JOB 1: Rescale the x and y coordinates in the answers of the records below by 1.25, rounding each to a whole number with halves going up. Write out again every line of the records starting with the line with "For every instance of the mosque" and going on through the line with "x=350 y=445", requests included, and leave out all other lines.

SUPPLIED PASSAGE:
Start

Commit Graph

387 Commits

Author SHA1 Message Date
Kagami Sascha Rosylight
ca80f84bf8 Bug 1767996 - Apply readability-make-member-function-const on dom/html r=smaug
Differential Revision: https://phabricator.services.mozilla.com/D145627
2022-05-13 05:35:25 +00:00
Henri Sivonen
99fdcabfad Bug 1712928 - Gather telemetry about encoding-unlabeled pages and about Repair Text Encoding usage situations. r=emk
In particular, gather telemetry to evaluate the impact of unlabeled UTF-8
and how detector-triggered reloads would change if ASCII-only at initial
guess was treated as UTF-8.

Differential Revision: https://phabricator.services.mozilla.com/D140818
2022-03-29 08:04:25 +00:00
Peter Van der Beken
b98d7adef3 Bug 1749935 - Create nsParser directly instead of with a CID. r=hsivonen
Differential Revision: https://phabricator.services.mozilla.com/D135896
2022-02-14 13:03:51 +00:00
Peter Van der Beken
e171802e54 Bug 1749935 - Remove unused support for nested CParserContext. r=hsivonen
Differential Revision: https://phabricator.services.mozilla.com/D135879
2022-02-14 13:03:47 +00:00
Sylvestre Ledru
35a175aa33 Bug 1754767 - Remove duplicate includes r=media-playback-reviewers,padenot
Differential Revision: https://phabricator.services.mozilla.com/D138441
2022-02-11 10:01:15 +00:00
Henri Sivonen
ed5cd60f12 Bug 1748608 - Remove unused aSink argument from Document::StartDocumentLoad. r=edgar
Differential Revision: https://phabricator.services.mozilla.com/D135111
2022-01-05 13:38:56 +00:00
Henri Sivonen
a8ed2707bb Bug 1701828 - meta charset rewrite. r=smaug
Implements https://github.com/whatwg/html/issues/6962 . Improves performance
when <meta charset> occurs in head but after the first kilobyte and aligns
behavior better with WebKit and Blink.

The main change is to avoid reloads when meta appears within head but
after the first kilobyte. Prior to this change, Gecko reloaded in that
case (in compliance with the spec!) even though WebKit and Blink did not.

Differences from WebKit and Blink:

* WebKit and Blink honor <meta charset> in <noscript>. This implementation
  does not.
* WebKit and Blink look for meta as if the tree builder was unaware of
  foreign content. This implementation is foreign content-aware. This
  makes a difference for CDATA sections that contain a > before the meta
  as well as style and script elements within foreign content. This could
  happen if the CDATA section that has mysteriously been introduced around
  a what looks like a meta tag also contains another prior tag-looking
  run of text.
* This implementation processes rel=preload and speculative loads that are
  seen before <meta charset> has been seen. WebKit and Blink instead first
  look for the meta and rewind before starting speculative parsing.
* Unlike WebKit, if there is neither an honored meta nor syntax resembling
  an XML declaration, detection from content takes place (as in Blink).

End

AVAILABLE RECORDS:

Start

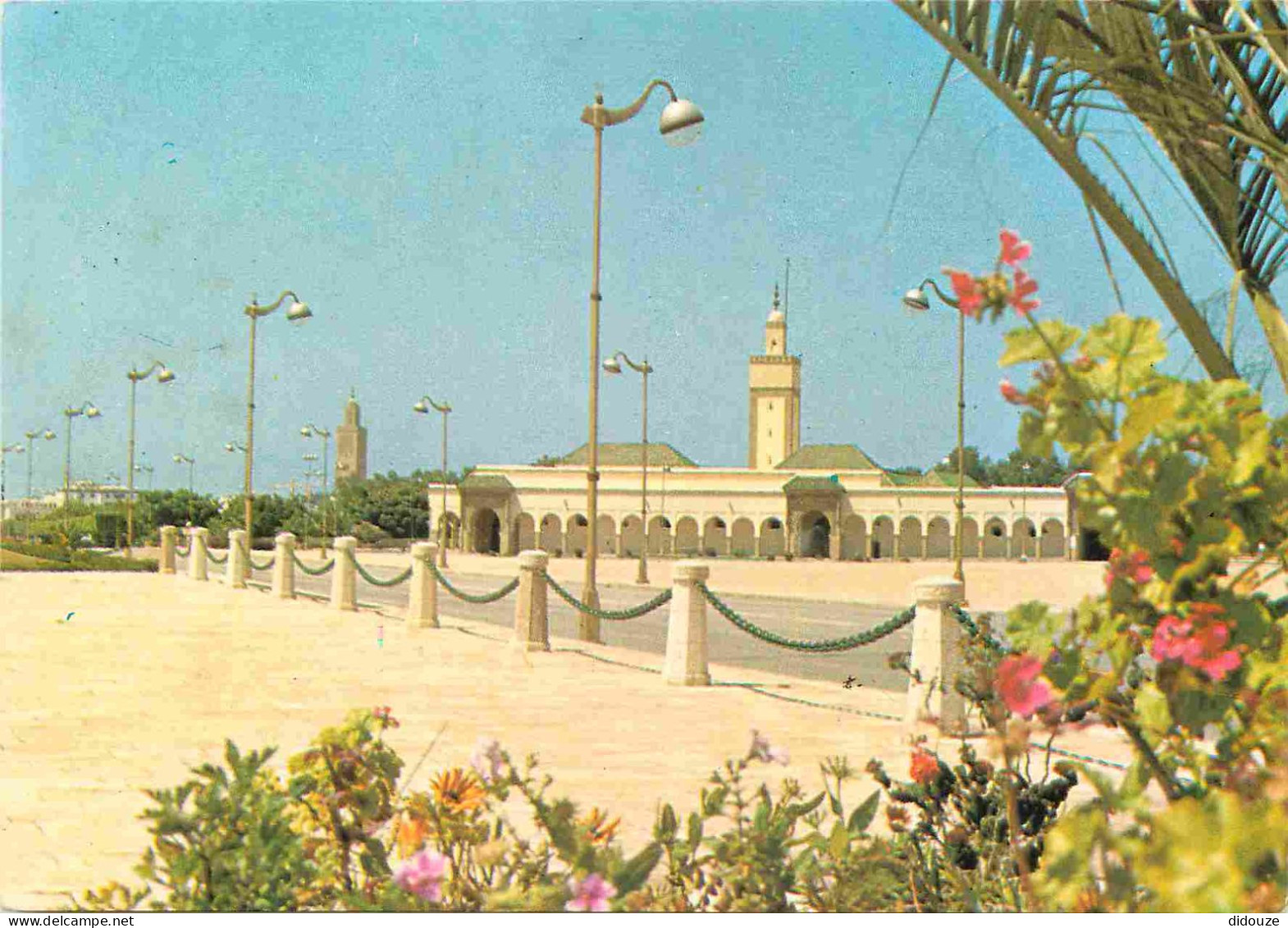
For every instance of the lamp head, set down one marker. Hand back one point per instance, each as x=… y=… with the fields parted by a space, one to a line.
x=682 y=123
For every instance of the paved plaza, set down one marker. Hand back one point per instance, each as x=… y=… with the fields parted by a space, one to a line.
x=111 y=683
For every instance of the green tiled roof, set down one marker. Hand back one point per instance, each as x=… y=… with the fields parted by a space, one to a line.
x=829 y=458
x=660 y=454
x=477 y=481
x=815 y=485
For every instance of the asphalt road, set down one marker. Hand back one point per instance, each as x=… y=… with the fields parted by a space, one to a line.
x=725 y=643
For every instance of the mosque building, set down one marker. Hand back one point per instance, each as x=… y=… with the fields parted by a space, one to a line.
x=806 y=501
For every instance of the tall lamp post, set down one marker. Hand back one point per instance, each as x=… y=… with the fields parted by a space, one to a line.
x=164 y=375
x=90 y=411
x=917 y=299
x=191 y=463
x=424 y=405
x=614 y=365
x=17 y=447
x=680 y=124
x=296 y=312
x=308 y=432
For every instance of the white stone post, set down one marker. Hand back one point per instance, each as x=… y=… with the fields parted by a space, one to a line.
x=199 y=542
x=239 y=553
x=422 y=602
x=167 y=537
x=531 y=620
x=344 y=578
x=687 y=627
x=284 y=567
x=937 y=656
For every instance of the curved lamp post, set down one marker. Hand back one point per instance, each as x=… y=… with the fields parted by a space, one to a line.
x=424 y=405
x=917 y=299
x=682 y=124
x=614 y=365
x=191 y=463
x=296 y=312
x=164 y=375
x=90 y=411
x=308 y=432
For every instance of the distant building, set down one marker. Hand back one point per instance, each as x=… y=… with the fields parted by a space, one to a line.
x=350 y=445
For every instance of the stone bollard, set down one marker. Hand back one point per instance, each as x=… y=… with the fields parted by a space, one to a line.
x=199 y=542
x=167 y=537
x=531 y=621
x=344 y=580
x=237 y=566
x=937 y=656
x=284 y=567
x=687 y=627
x=422 y=602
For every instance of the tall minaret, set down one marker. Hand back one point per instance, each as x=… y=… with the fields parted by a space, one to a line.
x=774 y=397
x=350 y=444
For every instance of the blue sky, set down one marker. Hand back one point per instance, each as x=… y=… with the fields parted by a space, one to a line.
x=419 y=174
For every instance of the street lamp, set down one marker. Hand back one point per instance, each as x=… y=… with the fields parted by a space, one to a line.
x=164 y=375
x=90 y=411
x=424 y=405
x=191 y=463
x=682 y=124
x=298 y=312
x=308 y=432
x=917 y=299
x=614 y=366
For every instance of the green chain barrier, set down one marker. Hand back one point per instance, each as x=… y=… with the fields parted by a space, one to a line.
x=973 y=629
x=312 y=571
x=375 y=580
x=610 y=615
x=477 y=600
x=854 y=641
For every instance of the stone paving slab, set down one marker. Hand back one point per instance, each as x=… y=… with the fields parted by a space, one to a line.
x=153 y=672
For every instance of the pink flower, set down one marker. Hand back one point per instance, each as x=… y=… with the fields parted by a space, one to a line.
x=1024 y=286
x=487 y=760
x=1012 y=249
x=924 y=769
x=590 y=894
x=422 y=875
x=1021 y=688
x=763 y=751
x=970 y=294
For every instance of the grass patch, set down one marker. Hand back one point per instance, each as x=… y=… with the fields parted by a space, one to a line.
x=21 y=555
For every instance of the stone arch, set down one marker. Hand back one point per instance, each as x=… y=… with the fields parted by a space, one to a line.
x=994 y=537
x=854 y=537
x=1051 y=542
x=605 y=534
x=660 y=535
x=633 y=537
x=742 y=537
x=815 y=535
x=883 y=537
x=575 y=537
x=910 y=537
x=524 y=533
x=687 y=537
x=970 y=537
x=715 y=540
x=550 y=539
x=773 y=539
x=939 y=539
x=1023 y=537
x=486 y=531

End

JOB 2: Reproduce the passage of the commit history above starting with "387 Commits" and going on through "treated as UTF-8.", word for word.

EXERCISE ANSWER 1:
For every instance of the mosque building, set down one marker. Hand back one point per instance, each as x=… y=… with the fields parted by a space, one to a line.
x=1008 y=626
For every instance of the tall lamp post, set down one marker. Hand back one point per instance, each as x=… y=… with the fields parted by a space, one to a line.
x=205 y=469
x=113 y=514
x=1146 y=374
x=239 y=579
x=530 y=506
x=768 y=456
x=21 y=559
x=850 y=155
x=370 y=390
x=385 y=540
For every instance of the white stone post, set down one marker. Hand back one point per instance, each as x=… y=… with the fields parted by a space, one to a line.
x=249 y=678
x=299 y=691
x=528 y=753
x=209 y=671
x=664 y=775
x=430 y=723
x=859 y=784
x=355 y=709
x=1171 y=820
For every instance of the curved lamp post, set down one marker. Hand back one point per instance, each as x=… y=… with the fields parted by a space, one to a line.
x=530 y=506
x=1146 y=374
x=853 y=155
x=768 y=456
x=239 y=579
x=370 y=390
x=205 y=469
x=113 y=514
x=385 y=540
For every instance of the distant building, set down one marker. Hand back one point per instance, each as x=… y=… with the fields parted by a space, one to a line.
x=438 y=556

EXERCISE ANSWER 2:
387 Commits

Author SHA1 Message Date
Kagami Sascha Rosylight
ca80f84bf8 Bug 1767996 - Apply readability-make-member-function-const on dom/html r=smaug
Differential Revision: https://phabricator.services.mozilla.com/D145627
2022-05-13 05:35:25 +00:00
Henri Sivonen
99fdcabfad Bug 1712928 - Gather telemetry about encoding-unlabeled pages and about Repair Text Encoding usage situations. r=emk
In particular, gather telemetry to evaluate the impact of unlabeled UTF-8
and how detector-triggered reloads would change if ASCII-only at initial
guess was treated as UTF-8.